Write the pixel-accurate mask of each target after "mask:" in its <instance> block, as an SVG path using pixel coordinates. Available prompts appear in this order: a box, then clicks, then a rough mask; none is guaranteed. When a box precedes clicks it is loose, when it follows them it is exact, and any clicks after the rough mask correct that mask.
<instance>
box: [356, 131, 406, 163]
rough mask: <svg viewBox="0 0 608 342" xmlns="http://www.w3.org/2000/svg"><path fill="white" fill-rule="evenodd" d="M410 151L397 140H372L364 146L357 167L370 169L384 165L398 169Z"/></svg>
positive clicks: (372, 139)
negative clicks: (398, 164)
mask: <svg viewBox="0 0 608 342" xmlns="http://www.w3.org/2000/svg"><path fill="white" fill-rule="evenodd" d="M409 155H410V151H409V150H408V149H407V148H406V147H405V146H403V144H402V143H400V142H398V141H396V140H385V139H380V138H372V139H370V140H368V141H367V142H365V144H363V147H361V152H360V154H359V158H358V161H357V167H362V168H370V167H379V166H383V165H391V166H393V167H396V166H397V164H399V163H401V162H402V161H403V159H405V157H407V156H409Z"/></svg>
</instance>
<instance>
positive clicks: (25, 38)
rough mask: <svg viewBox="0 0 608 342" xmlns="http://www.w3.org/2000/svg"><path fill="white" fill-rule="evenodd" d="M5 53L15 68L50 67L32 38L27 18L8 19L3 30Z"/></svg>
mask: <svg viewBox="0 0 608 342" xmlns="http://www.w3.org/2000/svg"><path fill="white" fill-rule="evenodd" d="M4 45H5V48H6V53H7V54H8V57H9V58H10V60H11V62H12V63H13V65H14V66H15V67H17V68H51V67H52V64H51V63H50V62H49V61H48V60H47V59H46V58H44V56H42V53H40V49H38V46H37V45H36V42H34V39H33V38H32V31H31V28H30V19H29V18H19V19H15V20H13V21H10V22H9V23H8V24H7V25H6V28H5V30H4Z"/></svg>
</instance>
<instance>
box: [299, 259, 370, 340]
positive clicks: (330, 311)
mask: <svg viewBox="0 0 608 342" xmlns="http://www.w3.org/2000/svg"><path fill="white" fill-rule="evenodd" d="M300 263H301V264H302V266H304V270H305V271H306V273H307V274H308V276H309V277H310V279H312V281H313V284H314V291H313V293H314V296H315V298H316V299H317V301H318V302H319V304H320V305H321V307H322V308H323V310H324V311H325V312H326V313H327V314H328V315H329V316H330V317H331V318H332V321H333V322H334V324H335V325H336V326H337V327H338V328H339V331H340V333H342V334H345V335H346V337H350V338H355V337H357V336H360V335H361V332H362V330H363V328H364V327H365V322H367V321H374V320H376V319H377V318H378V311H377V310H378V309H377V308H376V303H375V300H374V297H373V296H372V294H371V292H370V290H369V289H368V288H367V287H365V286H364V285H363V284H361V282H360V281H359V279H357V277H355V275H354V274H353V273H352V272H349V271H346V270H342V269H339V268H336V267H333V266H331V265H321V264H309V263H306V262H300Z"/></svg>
_____
Activity:
Reproduce the records above in full, without altering a single character.

Response to the exercise:
Write the pixel-accurate mask of each target after "mask:" in its <instance> block, as an SVG path using pixel coordinates. Available prompts appear in this order: a box, then clicks, then a rough mask; none is guaranteed. When a box precedes clicks it is loose, when it follows them it is exact, and any clicks after the rough mask correct that mask.
<instance>
box: [356, 131, 406, 163]
rough mask: <svg viewBox="0 0 608 342" xmlns="http://www.w3.org/2000/svg"><path fill="white" fill-rule="evenodd" d="M410 151L397 140H372L364 146L357 167L370 169L384 165L398 169Z"/></svg>
positive clicks: (372, 139)
negative clicks: (398, 164)
mask: <svg viewBox="0 0 608 342" xmlns="http://www.w3.org/2000/svg"><path fill="white" fill-rule="evenodd" d="M409 155H410V151H409V150H408V149H407V148H406V147H405V146H403V144H402V143H400V142H398V141H396V140H385V139H380V138H372V139H370V140H368V141H367V142H365V144H363V147H361V152H360V154H359V158H358V161H357V167H362V168H370V167H379V166H383V165H391V166H393V167H396V166H397V164H399V163H401V162H402V161H403V159H405V157H407V156H409Z"/></svg>
</instance>
<instance>
positive clicks: (25, 38)
rough mask: <svg viewBox="0 0 608 342" xmlns="http://www.w3.org/2000/svg"><path fill="white" fill-rule="evenodd" d="M5 53L15 68L50 67L32 38L27 18L8 19L3 30Z"/></svg>
mask: <svg viewBox="0 0 608 342" xmlns="http://www.w3.org/2000/svg"><path fill="white" fill-rule="evenodd" d="M4 45H5V48H6V53H7V54H8V57H9V58H10V60H11V62H12V63H13V65H14V66H15V67H17V68H51V67H52V64H51V63H50V62H49V61H48V60H47V59H46V58H44V56H42V53H40V49H38V46H37V45H36V42H34V39H33V38H32V31H31V28H30V19H29V18H19V19H15V20H13V21H10V22H9V23H8V24H7V25H6V28H5V30H4Z"/></svg>
</instance>
<instance>
box: [299, 259, 370, 340]
positive clicks: (330, 311)
mask: <svg viewBox="0 0 608 342" xmlns="http://www.w3.org/2000/svg"><path fill="white" fill-rule="evenodd" d="M300 263H301V264H302V266H304V270H305V271H306V273H307V274H308V276H309V277H310V279H312V281H313V284H314V291H313V293H314V296H315V298H316V299H317V301H318V302H319V304H320V305H321V307H322V308H323V310H324V311H325V312H326V313H327V314H328V315H329V316H330V317H331V318H332V321H333V322H334V324H335V325H336V326H337V327H338V328H339V331H340V333H342V334H345V335H346V337H350V338H355V337H357V336H360V335H361V332H362V330H363V328H364V327H365V322H367V321H374V320H376V319H377V318H378V311H377V310H378V309H377V308H376V303H375V300H374V297H373V296H372V294H371V292H370V290H369V289H368V288H367V287H365V286H364V285H363V284H361V282H360V281H359V279H357V277H355V275H354V274H353V273H352V272H349V271H346V270H342V269H339V268H336V267H333V266H331V265H321V264H309V263H306V262H300Z"/></svg>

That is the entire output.